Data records
==================================================

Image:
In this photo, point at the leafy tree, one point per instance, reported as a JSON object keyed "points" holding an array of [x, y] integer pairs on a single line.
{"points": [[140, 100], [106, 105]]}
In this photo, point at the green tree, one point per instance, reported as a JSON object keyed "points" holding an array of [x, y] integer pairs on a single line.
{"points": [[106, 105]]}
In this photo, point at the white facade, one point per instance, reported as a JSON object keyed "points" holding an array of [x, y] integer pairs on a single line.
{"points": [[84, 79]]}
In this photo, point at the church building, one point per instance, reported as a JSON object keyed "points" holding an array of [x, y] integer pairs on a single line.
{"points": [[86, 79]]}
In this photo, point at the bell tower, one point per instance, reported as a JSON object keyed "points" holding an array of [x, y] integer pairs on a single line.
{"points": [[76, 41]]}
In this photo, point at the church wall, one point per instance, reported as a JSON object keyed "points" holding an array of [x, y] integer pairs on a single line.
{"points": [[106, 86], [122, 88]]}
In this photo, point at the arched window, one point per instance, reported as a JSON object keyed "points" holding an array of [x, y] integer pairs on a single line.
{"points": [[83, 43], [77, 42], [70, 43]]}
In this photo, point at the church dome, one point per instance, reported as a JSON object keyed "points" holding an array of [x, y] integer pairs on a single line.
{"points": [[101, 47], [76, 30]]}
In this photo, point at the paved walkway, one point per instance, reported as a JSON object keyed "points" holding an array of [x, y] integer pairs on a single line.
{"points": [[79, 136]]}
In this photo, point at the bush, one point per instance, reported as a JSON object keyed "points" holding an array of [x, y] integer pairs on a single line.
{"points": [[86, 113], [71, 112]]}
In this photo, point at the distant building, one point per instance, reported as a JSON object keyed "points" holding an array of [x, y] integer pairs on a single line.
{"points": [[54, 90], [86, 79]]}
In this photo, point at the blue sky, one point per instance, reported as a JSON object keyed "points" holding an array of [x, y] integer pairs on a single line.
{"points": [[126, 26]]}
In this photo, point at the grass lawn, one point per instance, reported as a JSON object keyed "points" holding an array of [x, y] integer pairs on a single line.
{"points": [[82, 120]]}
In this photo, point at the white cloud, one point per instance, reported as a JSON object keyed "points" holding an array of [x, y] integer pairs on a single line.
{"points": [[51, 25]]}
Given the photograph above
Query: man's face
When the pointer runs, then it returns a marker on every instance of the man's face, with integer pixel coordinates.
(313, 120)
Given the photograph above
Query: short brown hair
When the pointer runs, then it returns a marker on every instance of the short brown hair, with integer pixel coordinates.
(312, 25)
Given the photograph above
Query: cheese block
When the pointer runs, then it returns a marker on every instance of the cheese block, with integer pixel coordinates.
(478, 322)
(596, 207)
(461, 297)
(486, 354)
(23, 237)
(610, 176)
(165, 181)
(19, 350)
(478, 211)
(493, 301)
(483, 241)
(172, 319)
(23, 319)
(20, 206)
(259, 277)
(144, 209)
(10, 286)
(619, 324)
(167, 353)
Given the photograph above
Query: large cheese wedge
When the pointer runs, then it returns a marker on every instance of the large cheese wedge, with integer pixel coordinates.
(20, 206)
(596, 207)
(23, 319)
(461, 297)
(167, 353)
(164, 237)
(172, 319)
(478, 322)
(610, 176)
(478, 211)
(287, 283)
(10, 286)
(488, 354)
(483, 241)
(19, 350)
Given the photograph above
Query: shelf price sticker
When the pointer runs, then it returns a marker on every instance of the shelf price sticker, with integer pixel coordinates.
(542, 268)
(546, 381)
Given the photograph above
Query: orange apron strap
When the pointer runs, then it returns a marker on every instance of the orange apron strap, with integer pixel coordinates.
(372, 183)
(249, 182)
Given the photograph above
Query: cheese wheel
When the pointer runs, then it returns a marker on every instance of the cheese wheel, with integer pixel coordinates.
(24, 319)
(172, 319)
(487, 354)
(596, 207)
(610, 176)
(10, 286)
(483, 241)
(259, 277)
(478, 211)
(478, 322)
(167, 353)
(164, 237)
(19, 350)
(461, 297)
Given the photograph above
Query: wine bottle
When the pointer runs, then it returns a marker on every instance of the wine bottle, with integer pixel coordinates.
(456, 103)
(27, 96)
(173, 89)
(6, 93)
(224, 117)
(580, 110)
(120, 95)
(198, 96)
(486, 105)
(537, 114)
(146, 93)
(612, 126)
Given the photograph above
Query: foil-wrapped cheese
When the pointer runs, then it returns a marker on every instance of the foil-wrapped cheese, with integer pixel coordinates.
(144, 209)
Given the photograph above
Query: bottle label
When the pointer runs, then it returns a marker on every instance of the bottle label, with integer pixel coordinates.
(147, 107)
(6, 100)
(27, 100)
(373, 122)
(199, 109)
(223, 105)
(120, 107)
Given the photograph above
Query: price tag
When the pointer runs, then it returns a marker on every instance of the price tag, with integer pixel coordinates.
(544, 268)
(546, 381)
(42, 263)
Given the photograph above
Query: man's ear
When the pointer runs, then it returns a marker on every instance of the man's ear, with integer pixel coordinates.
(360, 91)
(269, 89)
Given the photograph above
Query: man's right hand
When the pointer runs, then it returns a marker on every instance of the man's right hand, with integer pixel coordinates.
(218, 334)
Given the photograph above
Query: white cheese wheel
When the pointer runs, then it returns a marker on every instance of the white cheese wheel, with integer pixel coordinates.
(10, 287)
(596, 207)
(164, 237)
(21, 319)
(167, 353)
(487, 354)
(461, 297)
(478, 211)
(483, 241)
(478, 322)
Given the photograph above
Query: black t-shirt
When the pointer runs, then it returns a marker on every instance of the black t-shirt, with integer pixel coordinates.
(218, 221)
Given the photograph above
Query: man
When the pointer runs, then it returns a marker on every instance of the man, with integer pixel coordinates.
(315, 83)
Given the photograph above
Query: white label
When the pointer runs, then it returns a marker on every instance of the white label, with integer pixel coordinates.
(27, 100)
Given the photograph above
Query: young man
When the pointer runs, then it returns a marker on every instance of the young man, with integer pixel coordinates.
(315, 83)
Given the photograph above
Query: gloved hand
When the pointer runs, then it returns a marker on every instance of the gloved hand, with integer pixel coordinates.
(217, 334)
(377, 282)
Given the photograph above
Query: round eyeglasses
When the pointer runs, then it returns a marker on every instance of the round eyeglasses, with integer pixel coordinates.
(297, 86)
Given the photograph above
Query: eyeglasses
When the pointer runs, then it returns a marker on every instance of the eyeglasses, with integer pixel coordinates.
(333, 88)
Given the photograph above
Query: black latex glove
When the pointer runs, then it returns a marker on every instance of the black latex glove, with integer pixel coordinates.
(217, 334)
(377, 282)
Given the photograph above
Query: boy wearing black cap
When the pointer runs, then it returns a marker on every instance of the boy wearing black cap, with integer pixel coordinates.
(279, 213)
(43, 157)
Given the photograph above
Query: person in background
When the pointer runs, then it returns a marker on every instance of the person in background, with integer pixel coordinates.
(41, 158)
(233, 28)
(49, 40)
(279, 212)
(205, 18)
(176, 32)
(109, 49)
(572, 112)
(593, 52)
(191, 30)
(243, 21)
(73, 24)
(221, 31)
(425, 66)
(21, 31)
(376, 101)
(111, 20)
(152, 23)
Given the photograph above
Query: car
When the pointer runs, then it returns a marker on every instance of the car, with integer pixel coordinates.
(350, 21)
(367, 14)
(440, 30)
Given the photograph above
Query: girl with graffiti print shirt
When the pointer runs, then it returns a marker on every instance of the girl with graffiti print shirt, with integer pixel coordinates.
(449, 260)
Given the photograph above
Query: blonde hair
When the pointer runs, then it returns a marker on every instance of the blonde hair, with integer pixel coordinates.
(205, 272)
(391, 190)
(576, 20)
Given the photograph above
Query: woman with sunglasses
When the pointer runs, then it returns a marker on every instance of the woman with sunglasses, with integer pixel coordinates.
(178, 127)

==================================================

- How to complete this task
Each record above should be returned exactly as it appears.

- Exercise answer
Image:
In this photo, point at the leafy tree, one point per instance, reported as a JSON object keyed "points" holding an array of [x, y] integer pairs on a single line.
{"points": [[140, 100], [106, 105]]}
In this photo, point at the green tree, one point per instance, reported as a JSON object keyed "points" holding an array of [x, y] integer pairs on a single line.
{"points": [[106, 105]]}
In this photo, point at the white facade, one point per instance, reported as a JSON object keyed "points" holding an array of [x, y] integer pairs on a single line.
{"points": [[84, 79]]}
In this photo, point at the church building, one point per instance, reported as a JSON object keyed "points" holding an array of [x, y] integer pairs on a single line.
{"points": [[86, 79]]}
In this photo, point at the bell tower, one point per instance, reported as a JSON object keyed "points" holding an array of [x, y] integer pairs on a single line.
{"points": [[76, 41]]}
In this photo, point at the church wall, one point per instance, reported as a JSON object keyed "points" holding an array of [x, y] integer pairs on a single line.
{"points": [[106, 86], [122, 88]]}
In this photo, point at the arched window, one point per instance, reported as a JSON object keyed "points" holding an array of [x, y] integer pairs on a single line.
{"points": [[83, 43], [77, 42], [70, 43]]}
In this photo, point at the church dome, one point per instance, reported as a JSON object keyed "points" holding an array of [x, y] integer pairs on a single line.
{"points": [[101, 47], [76, 30]]}
In this photo, point at the paved walkway, one point per instance, reported as a JSON object keyed "points" holding an array of [x, y] integer pairs on a single line.
{"points": [[79, 136]]}
In this photo, point at the bush, one point per instance, reported as a JSON object keyed "points" holding an array of [x, y] integer pairs on a single line.
{"points": [[86, 113], [71, 112]]}
In this photo, point at the distant building, one point per instance, reported as a JSON object keyed "points" holding an array of [x, y] integer pairs on a single line.
{"points": [[54, 90], [86, 79]]}
In this photo, point at the blue sky, one point per instance, reported as a JSON object keyed "points" holding an array of [x, y] integer pairs on a single line.
{"points": [[126, 26]]}
In this photo, point at the grass lawn, one point per instance, reported as a JSON object keyed "points" holding an array of [x, y] integer pairs on a single line.
{"points": [[82, 120]]}
In this photo, point at the white cloud, one point per instance, reported as a JSON object keyed "points" holding an array of [x, y] integer pairs on a single line.
{"points": [[51, 25]]}
Given the photograph above
Query: man's face
When the pointer runs, then it returns a marker on every instance of the man's face, with integer pixel coordinates.
(313, 120)
Given the photograph above
Query: short brown hair
When the pointer runs, then it returns a marker on every instance of the short brown hair, with integer pixel coordinates.
(312, 25)
Given the photograph above
Query: cheese block
When the pointer runs, then it returns a marker on every instance of the cheese block, with integer pixel coordinates.
(478, 322)
(596, 207)
(461, 297)
(486, 354)
(23, 237)
(610, 176)
(165, 181)
(19, 350)
(478, 211)
(493, 301)
(483, 241)
(172, 319)
(23, 319)
(20, 206)
(259, 277)
(144, 209)
(10, 286)
(619, 324)
(167, 353)
Given the photograph above
Query: large cheese wedge
When the pointer runs, then it returns a marker on every instance of the large cheese wedge, with integer pixel coordinates.
(20, 206)
(596, 207)
(23, 319)
(461, 297)
(167, 353)
(164, 237)
(172, 319)
(478, 322)
(610, 176)
(478, 211)
(287, 283)
(10, 286)
(488, 354)
(483, 241)
(19, 350)
Given the photograph above
Query: shelf price sticker
When the pointer runs, then it returns a marker on every instance of the shelf price sticker, with integer pixel coordinates.
(542, 268)
(546, 381)
Given the photograph above
Query: orange apron strap
When the pointer runs, then it returns a marker on every instance of the orange apron strap, with integer pixel coordinates.
(372, 183)
(249, 182)
Given the photograph above
Query: cheese wheel
When the pointer runs, then it returns a marker on every instance of the cheese wheel, with integer pixel coordinates.
(24, 319)
(172, 319)
(487, 354)
(596, 207)
(610, 176)
(10, 286)
(483, 241)
(259, 277)
(478, 211)
(478, 322)
(167, 353)
(164, 237)
(19, 350)
(461, 297)
Given the photograph above
Query: wine bottle
When the pointer runs, then it returns a marker on every instance of the wine bottle, with integer pixel coordinates.
(456, 103)
(27, 96)
(173, 89)
(6, 93)
(224, 117)
(580, 110)
(120, 95)
(198, 96)
(486, 105)
(537, 114)
(146, 93)
(612, 126)
Given the photograph above
Query: foil-wrapped cheese
When the pointer runs, then it returns a marker on every instance of the foil-wrapped cheese, with integer pixel coordinates.
(144, 209)
Given the photograph above
Query: bottle label
When the pointer runs, then it returns a marker on every instance of the bottle label, with integer pixel coordinates.
(147, 107)
(6, 100)
(27, 100)
(373, 122)
(199, 109)
(223, 105)
(120, 107)
Given the photograph above
Query: price tag
When the pointer runs, then it returns a marker on every instance of the price tag, with integer pixel coordinates.
(544, 268)
(546, 381)
(42, 263)
Given the photograph above
Query: man's ear
When the pointer runs, then it returns a marker on every instance of the man's ear, with integer pixel coordinates.
(360, 91)
(269, 89)
Given the photograph above
Query: man's right hand
When the pointer runs, then it returns a marker on every instance of the man's right hand, with integer pixel coordinates.
(218, 334)
Given the photograph above
Query: white cheese wheel
When the pointer runs, then it returns a marker on every instance of the white cheese wheel, with integer pixel coordinates.
(10, 287)
(596, 207)
(164, 237)
(21, 319)
(167, 353)
(487, 354)
(461, 297)
(478, 211)
(483, 241)
(478, 322)
Given the photograph above
Query: black t-shirt
When the pointer runs, then it returns a marker on every instance of the black t-shirt, with integer pixel coordinates.
(218, 221)
Given the photograph above
Query: man
When the pointer runs, then it returns a marker on every instance of the man, with integer pixel coordinates.
(315, 83)
Given the photograph above
Query: white label
When the pointer runs, then it returns a marker on every instance of the white label, with integer pixel coordinates.
(27, 100)
Given the photograph above
Query: young man
When the pointer runs, then it returns a marker on every instance of the young man, with integer pixel coordinates.
(315, 83)
Given the photograph above
Query: gloved hand
When the pointer runs, then it returns a marker on every instance of the gloved hand, with integer pixel coordinates.
(217, 334)
(377, 282)
Given the photograph above
Query: round eyeglasses
When the pointer runs, then it returns a marker on every instance of the round eyeglasses, with integer pixel coordinates.
(297, 86)
Given the photograph above
Query: eyeglasses
When the pointer runs, then it returns a marker on every instance of the eyeglasses, with integer pixel coordinates.
(333, 88)
Given the photograph above
Query: black latex glove
When the pointer runs, then it returns a marker on every instance of the black latex glove, with integer pixel coordinates.
(217, 334)
(377, 282)
Given the photograph above
Query: boy wearing black cap
When the pointer runs, then it returns a marker on every instance of the boy wearing black cap, with integer pixel coordinates.
(279, 213)
(43, 157)
Given the photograph above
Query: person in background
When the pointer runs, then it returns a marker on every instance of the person in background, with integer pixel coordinates.
(41, 158)
(233, 28)
(49, 40)
(279, 212)
(205, 18)
(176, 32)
(109, 49)
(572, 112)
(593, 52)
(191, 30)
(243, 21)
(73, 24)
(221, 31)
(425, 66)
(21, 31)
(376, 101)
(111, 20)
(152, 23)
Given the photograph above
Query: car
When the pointer runs, then it returns a marker on every instance of the car, with integer pixel coordinates.
(350, 21)
(367, 14)
(440, 30)
Given the photograph above
Query: girl with graffiti print shirt
When the pointer runs, then it returns a marker on every instance of the girl with graffiti print shirt, with integer pixel coordinates.
(449, 260)
Given the photograph above
Query: blonde hair
When the pointer runs, then it returns a marker on every instance of the blonde hair, with integer pixel coordinates.
(205, 272)
(391, 190)
(576, 20)
Given the photograph above
Query: woman with sunglasses
When the pointer runs, then it returns a marker on every instance of the woman with sunglasses, with integer pixel coordinates.
(178, 127)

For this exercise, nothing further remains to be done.